ACTION ITEM
Collect each line below that contains the string "clicks", with matching case.

Segmentation mask data
#####

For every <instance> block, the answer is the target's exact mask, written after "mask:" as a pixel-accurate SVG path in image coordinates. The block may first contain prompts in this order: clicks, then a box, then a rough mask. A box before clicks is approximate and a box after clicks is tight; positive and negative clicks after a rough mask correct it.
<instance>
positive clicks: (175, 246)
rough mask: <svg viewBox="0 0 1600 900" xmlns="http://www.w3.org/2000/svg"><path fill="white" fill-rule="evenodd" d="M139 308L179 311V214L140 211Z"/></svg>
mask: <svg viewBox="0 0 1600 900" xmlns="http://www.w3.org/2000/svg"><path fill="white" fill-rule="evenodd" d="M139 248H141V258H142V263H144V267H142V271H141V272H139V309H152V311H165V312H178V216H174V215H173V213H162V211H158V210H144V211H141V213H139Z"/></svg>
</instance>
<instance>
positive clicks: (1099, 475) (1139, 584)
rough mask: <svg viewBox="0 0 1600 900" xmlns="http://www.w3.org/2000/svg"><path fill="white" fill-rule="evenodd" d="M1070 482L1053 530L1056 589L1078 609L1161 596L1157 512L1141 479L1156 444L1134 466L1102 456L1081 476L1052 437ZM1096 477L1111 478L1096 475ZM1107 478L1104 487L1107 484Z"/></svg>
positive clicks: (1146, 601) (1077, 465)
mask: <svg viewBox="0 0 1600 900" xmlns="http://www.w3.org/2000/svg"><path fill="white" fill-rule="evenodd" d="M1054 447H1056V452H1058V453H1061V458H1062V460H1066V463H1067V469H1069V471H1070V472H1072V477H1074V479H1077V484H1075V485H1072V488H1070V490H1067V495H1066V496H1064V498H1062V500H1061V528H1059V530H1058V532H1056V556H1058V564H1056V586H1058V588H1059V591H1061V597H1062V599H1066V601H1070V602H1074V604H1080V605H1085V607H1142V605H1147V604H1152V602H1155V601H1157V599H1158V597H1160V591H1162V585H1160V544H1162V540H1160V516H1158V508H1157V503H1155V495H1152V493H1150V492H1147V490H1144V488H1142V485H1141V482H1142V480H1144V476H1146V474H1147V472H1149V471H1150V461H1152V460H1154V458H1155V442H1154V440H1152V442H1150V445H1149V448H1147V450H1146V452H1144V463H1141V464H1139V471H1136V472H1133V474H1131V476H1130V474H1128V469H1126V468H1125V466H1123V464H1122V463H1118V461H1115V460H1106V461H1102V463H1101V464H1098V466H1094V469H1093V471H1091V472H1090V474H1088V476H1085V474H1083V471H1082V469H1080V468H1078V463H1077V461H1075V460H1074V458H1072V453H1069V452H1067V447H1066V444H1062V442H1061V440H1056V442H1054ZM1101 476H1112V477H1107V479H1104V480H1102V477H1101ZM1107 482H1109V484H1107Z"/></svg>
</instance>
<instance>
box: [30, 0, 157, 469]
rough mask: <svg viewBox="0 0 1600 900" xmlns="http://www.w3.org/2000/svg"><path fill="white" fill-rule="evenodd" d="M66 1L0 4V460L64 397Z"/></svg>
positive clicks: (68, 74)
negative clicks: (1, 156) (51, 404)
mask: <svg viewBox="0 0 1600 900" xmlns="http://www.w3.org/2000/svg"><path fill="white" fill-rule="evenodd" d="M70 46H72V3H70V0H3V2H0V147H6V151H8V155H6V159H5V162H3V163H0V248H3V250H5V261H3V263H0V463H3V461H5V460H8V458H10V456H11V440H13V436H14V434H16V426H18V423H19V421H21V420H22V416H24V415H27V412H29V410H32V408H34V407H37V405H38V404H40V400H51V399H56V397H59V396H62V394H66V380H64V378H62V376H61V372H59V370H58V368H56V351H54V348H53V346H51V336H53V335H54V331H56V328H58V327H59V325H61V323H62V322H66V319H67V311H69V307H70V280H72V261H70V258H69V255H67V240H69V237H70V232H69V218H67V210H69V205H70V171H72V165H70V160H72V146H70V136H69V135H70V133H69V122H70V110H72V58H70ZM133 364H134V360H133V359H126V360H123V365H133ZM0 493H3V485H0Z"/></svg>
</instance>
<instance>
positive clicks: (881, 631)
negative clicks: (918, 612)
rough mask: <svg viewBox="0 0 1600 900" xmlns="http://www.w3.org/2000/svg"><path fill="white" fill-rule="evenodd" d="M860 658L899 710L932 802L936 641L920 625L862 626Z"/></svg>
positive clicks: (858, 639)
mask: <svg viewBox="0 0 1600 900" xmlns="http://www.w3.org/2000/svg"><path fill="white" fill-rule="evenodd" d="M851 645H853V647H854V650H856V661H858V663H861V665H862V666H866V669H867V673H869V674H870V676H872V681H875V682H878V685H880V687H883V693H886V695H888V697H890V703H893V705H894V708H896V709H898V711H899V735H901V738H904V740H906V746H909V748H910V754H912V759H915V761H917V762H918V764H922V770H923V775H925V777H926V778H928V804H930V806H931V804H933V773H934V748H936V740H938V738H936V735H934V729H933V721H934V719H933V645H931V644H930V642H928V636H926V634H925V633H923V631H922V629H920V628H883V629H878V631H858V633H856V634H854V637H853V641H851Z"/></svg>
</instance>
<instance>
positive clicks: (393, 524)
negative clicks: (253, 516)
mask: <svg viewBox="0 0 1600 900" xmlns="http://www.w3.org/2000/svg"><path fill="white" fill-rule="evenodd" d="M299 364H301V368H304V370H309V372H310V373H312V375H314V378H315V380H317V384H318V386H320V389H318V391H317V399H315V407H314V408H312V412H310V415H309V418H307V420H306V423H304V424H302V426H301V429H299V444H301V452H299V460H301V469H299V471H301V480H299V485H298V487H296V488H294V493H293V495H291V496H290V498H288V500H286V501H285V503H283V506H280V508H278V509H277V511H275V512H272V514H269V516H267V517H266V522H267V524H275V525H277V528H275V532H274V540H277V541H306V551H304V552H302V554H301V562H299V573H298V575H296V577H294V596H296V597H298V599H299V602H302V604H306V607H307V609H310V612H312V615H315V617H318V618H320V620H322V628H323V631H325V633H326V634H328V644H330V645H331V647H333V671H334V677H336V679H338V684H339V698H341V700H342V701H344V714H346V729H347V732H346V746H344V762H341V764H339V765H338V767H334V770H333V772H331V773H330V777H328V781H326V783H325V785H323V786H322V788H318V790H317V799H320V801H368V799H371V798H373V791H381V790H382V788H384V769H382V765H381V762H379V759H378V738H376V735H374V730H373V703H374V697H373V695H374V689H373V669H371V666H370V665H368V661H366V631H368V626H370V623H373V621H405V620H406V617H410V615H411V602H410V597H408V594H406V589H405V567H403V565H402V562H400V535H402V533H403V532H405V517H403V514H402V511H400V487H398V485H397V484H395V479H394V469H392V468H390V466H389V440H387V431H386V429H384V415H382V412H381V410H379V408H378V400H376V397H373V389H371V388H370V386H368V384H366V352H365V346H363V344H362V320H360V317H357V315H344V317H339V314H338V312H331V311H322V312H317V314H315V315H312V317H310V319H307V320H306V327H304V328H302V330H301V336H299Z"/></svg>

#####

ANSWER FOR THIS EXERCISE
For every <instance> block, the answer is the target's exact mask, written after "mask:" as a pixel-accurate SVG path in image coordinates. The block may first contain prompts in this order: clicks, then a box, then a rough mask. A box before clicks is approximate and a box after clicks is tight; positive and negative clicks after a rough mask correct it.
positive clicks: (175, 246)
positive clicks: (1099, 475) (1139, 584)
positive clicks: (1146, 601) (1077, 465)
positive clicks: (68, 74)
negative clicks: (1, 156) (51, 404)
positive clicks: (881, 631)
negative clicks: (918, 612)
positive clicks: (858, 639)
positive clicks: (393, 524)
negative clicks: (253, 516)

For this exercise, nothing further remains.